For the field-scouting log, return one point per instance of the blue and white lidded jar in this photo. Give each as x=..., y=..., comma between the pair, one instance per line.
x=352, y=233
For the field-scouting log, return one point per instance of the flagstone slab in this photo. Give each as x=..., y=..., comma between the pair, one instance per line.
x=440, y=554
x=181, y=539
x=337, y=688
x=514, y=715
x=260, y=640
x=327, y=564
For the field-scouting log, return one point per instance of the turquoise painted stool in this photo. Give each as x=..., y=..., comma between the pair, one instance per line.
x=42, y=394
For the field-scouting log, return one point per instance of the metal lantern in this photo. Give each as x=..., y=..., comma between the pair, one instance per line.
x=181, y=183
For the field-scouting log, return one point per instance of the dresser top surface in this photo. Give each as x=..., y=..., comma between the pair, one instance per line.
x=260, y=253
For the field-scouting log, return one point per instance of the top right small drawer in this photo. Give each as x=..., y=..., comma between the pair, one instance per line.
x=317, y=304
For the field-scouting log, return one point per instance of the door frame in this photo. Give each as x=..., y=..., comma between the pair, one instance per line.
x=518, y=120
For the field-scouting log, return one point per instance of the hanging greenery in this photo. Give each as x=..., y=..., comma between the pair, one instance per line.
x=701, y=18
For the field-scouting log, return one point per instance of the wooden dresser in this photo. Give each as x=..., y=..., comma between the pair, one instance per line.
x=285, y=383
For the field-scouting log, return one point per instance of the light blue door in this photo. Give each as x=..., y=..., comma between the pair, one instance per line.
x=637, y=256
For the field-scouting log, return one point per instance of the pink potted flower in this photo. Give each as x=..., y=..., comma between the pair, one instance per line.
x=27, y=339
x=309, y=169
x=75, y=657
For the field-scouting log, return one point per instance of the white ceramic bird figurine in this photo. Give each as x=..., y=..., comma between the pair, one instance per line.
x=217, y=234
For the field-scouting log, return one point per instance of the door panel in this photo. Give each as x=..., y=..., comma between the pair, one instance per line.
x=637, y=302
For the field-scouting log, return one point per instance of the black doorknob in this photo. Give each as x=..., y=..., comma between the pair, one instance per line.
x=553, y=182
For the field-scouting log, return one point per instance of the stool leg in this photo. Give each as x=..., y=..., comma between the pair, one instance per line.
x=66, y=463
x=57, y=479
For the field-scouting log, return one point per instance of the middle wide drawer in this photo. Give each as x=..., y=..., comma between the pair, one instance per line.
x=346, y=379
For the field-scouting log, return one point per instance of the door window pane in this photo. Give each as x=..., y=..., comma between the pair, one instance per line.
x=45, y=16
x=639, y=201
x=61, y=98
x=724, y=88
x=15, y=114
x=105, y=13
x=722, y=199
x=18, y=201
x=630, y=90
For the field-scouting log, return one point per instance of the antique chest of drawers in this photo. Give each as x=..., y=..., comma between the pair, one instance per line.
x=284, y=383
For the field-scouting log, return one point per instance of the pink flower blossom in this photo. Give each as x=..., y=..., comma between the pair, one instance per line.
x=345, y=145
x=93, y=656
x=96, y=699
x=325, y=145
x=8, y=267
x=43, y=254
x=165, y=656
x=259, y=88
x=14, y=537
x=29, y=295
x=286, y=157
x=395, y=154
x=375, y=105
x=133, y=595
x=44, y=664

* [TASK OBJECTIVE] Write the material above out in full, exactly as it reads.

* [ANSWER TO THE EXERCISE]
For the field-scouting log, return one point per instance of the blue and white lidded jar in this photo. Give each as x=..., y=..., comma between the pair, one instance per line.
x=352, y=233
For the field-scouting log, return one point per instance of the flagstone slab in this photo. Give each as x=..., y=..., comma between the pair, one instance per line.
x=440, y=554
x=181, y=539
x=337, y=688
x=514, y=715
x=260, y=640
x=327, y=564
For the field-scouting log, return one point per instance of the turquoise painted stool in this photo. Give each as x=..., y=..., comma between the pair, one instance per line.
x=42, y=394
For the field-scouting log, return one point per instance of the metal lantern in this photo. Give each as x=..., y=..., comma between the pair, one instance per line.
x=181, y=183
For the field-scouting log, return one point per instance of the dresser top surface in this photo. Give each as x=..., y=..., comma between the pair, one instance per line.
x=260, y=253
For the field-scouting log, return one point per instance of the top right small drawer in this photo. Give each as x=..., y=..., comma between the pair, one instance per line.
x=317, y=304
For the field-scouting log, return one point per instance of the door frame in this photo. Give each as x=..., y=..., comma between the pair, one instance per line.
x=518, y=120
For the field-scouting log, return one point per instance of the hanging greenery in this photo. Give each as x=..., y=..., comma between the pair, one instance per line.
x=701, y=18
For the field-scouting log, return one point per instance of the wooden dresser in this photo. Give each as x=..., y=..., comma between the pair, one instance per line.
x=285, y=383
For the field-scouting log, return one point per instance of the light blue door in this photo. Give each as x=..., y=..., comma between the pair, one instance per line.
x=637, y=256
For the field-scouting log, return one point per instance of the pink potted flower in this photo. Give each as x=..., y=..., comma between the pair, one instance per line.
x=27, y=339
x=309, y=169
x=75, y=657
For the field-scouting log, return one point per instance of the white ceramic bird figurine in this photo. Give each as x=..., y=..., comma between the pair, one instance per line.
x=217, y=234
For the field-scouting log, return one point per instance of the door panel in this photo. Give each as x=..., y=..., comma between the pair, one instance per line.
x=637, y=302
For the field-scouting log, return one point per instance of the black doorknob in this photo. Give each as x=..., y=..., comma between the pair, one instance per line.
x=553, y=182
For the field-scouting log, return one point per instance of the stool leg in this photo. Give each as x=..., y=..., comma between the pair, one instance per line.
x=66, y=463
x=57, y=479
For the field-scouting log, return one point per instance of the middle wide drawer in this photo. Give each as x=..., y=..., comma between the pair, one instance per line.
x=346, y=379
For the field-scouting log, return one point per instance of the door window pane in this photo. Give each as x=..., y=..., comma between the pair, one instance per line.
x=45, y=16
x=639, y=201
x=61, y=98
x=724, y=88
x=15, y=114
x=105, y=13
x=722, y=199
x=18, y=201
x=630, y=90
For the field-scouting log, return one point per instance of the antique chest of drawers in this photo. Give each as x=..., y=..., comma between the pair, one instance per line.
x=284, y=383
For the field-scouting log, return one point per instance of the pink flower blossom in this photo. Give each as x=..., y=..., comma between the pair, one instance per line.
x=345, y=145
x=93, y=656
x=96, y=699
x=325, y=145
x=8, y=267
x=43, y=254
x=165, y=656
x=259, y=88
x=14, y=537
x=29, y=295
x=286, y=157
x=395, y=154
x=375, y=105
x=133, y=595
x=44, y=664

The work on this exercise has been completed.